## Written task
Exactly reproduce the lines that follow.

## Task inputs
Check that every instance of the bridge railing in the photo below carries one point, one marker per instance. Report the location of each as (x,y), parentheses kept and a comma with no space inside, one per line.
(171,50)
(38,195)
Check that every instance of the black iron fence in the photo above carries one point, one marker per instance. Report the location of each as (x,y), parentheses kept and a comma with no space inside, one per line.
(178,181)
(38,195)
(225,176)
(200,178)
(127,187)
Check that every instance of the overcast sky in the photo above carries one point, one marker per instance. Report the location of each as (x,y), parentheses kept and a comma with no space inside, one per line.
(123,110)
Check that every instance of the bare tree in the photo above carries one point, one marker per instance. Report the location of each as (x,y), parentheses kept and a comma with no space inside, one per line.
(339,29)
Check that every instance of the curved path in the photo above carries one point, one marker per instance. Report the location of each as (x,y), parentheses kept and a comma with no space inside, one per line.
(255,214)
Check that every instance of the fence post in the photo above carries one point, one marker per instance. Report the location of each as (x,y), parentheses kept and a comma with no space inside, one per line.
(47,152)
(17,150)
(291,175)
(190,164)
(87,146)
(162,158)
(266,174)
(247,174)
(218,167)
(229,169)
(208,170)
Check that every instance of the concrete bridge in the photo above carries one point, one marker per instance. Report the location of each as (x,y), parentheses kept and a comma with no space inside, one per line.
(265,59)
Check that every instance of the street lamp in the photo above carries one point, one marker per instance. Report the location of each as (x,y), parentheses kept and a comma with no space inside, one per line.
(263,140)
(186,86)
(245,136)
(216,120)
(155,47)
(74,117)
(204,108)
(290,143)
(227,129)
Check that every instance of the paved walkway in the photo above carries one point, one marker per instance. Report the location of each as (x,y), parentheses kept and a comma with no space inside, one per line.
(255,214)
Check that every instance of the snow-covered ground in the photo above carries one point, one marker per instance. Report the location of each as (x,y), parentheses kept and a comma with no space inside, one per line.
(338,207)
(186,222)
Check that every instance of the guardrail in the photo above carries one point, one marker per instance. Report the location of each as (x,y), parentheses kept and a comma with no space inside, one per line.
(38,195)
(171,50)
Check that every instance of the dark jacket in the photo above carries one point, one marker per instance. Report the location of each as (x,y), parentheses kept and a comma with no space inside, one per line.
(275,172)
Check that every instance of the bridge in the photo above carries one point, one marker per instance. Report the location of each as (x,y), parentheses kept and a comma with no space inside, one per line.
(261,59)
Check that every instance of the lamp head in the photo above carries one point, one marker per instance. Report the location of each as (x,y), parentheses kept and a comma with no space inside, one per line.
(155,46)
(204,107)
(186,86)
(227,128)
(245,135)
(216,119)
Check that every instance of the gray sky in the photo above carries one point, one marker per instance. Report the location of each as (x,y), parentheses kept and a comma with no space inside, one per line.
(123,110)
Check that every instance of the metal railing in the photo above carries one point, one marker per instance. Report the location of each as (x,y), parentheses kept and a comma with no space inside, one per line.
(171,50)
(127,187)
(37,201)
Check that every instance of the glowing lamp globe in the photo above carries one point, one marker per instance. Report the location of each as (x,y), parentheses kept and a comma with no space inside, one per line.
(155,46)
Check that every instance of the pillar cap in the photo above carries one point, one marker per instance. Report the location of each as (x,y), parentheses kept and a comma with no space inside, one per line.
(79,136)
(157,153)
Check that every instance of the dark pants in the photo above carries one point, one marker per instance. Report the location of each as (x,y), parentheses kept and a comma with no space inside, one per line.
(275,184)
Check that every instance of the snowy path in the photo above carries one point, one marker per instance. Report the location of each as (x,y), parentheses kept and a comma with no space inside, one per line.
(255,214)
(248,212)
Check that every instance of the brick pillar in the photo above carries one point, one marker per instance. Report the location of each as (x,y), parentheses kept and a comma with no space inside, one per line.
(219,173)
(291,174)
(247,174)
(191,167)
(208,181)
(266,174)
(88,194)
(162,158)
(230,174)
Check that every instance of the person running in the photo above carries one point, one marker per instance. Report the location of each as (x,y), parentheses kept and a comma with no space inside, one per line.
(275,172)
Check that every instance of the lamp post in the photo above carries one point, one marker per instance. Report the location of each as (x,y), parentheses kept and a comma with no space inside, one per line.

## Final result
Check that every instance of the bridge railing in the photo below carries one point, one marker per instance. Report the location of each as (x,y), parentheses kept and a comma with no space inside, one per line.
(171,50)
(38,195)
Check that every instance of the black iron fence in the photo above carries one point, one marker per instance. Report the location of each as (x,y), parentheses kept and a comma with no space inside, one per line.
(178,181)
(38,195)
(225,176)
(200,178)
(127,187)
Check that every instance of the overcast sky in the photo above carries one point, one marker per instance. Report the location of each as (x,y), parentheses kept and a comma with no space inside, one per line.
(123,110)
Check that every instance of the bare tree in the photo above carries one point, one marker per instance. Report the location of each as (x,y), parentheses kept and a comma with no space inside, one per line.
(339,29)
Check that every instance of the curved path in the photo above carries one point, one marker per instance. Report the location of each as (x,y), parentheses kept and a comma with no space inside, one per line.
(255,214)
Check that every instance of the fence post in the photo above carries one point, one marker per instance. Report the location of each as (x,y), parentheses kept and a comma with no space inside, one per line.
(47,152)
(17,150)
(291,175)
(190,164)
(87,146)
(162,158)
(266,174)
(247,174)
(218,167)
(229,169)
(208,170)
Check that every instance of the concrete bridge in the photo above carries one point, one marker per instance. Report the location of each as (x,y), parentheses kept and a comma with no space inside, one per line.
(265,59)
Check that every instance of the street lamp in the photo above carries one point, one marker per instance. Report the location of each as (x,y), parentheses kept and a comma with no space inside, one per line.
(263,140)
(186,86)
(245,136)
(216,120)
(155,47)
(74,117)
(204,108)
(290,143)
(227,129)
Check that every instance of the paved walkway in the photo above carries one point, one marker per instance. Report the location of each as (x,y), parentheses kept and a comma with no space inside, one per line.
(255,214)
Check that every instance of the snow-covered ground in the photo above carries one point, one marker per instance. Report the location of each as (x,y), parentheses kept and a comma with no space inside, one per line.
(338,207)
(186,222)
Check that every instance of the guardrail in the photo above carries one point, one marker per instance. Report the location of each as (x,y), parentheses kept and a comma with no space inside, one per line.
(38,195)
(171,50)
Check that every instance of the dark jacket in the photo above carries one point, one marker per instance. Report the location of each as (x,y), parentheses kept and a comma with no space inside, one per line.
(275,172)
Check that every instance of the bridge in the photo above carries one point, one marker per instance. Report the location of each as (x,y), parentheses kept and a comma with no space inside, one per line.
(261,59)
Check that every instance of the lamp head in the photo above carries one point, one marker per instance. Report the location of each as (x,y), parentheses kept and a comma with no space inside, one per line.
(155,46)
(204,107)
(186,86)
(227,128)
(245,135)
(216,119)
Check that every instance of the gray sky in the photo above carries one point, one marker per instance. Report the location of each as (x,y), parentheses kept and a comma with no space inside, one per line.
(123,110)
Check that every instance of the metal railing in the photo above carries one point, one marker per instance. Report the location of each as (x,y), parentheses kept and a comma with no space inside, one per line.
(171,50)
(127,187)
(37,201)
Check that every instance of the glowing lamp globe in the photo above carries one point, one marker per instance. Report the location of each as (x,y), parentheses kept and a comma with no space inside, one per line.
(155,46)
Check that every instance of the pillar cap in the photo above carries one point, one marker per instance. Report the location of each as (x,y), parentheses kept and a comma with no space inside, one per line.
(79,136)
(157,153)
Check that every instance of the dark pants in the photo above carries one point, one marker per instance. Report the location of each as (x,y), parentheses kept and a comma with no space inside, one per line.
(275,184)
Check that every instance of the snowy path in the photo above carries one point, one marker per instance. Report the location of each as (x,y), parentheses kept and a comma with no space inside, one per line.
(255,214)
(248,212)
Check that every instance of the brick pillar in the photo above carries one point, one marker per instance. Report the location of each as (x,y), parentheses kept and a comma with no space inside, one per line.
(219,173)
(291,174)
(247,174)
(191,167)
(208,181)
(266,174)
(88,194)
(162,158)
(230,174)
Check that every instance of the person running in the photo above carries one point, one marker per instance. Report the location of each as (x,y), parentheses kept and a comma with no space inside, one per line.
(275,172)
Check that every instance of the lamp post in the photo above carries one point, one marker per instance. Report the location of each as (x,y), parentheses kept and a comma with no space inside, one per line.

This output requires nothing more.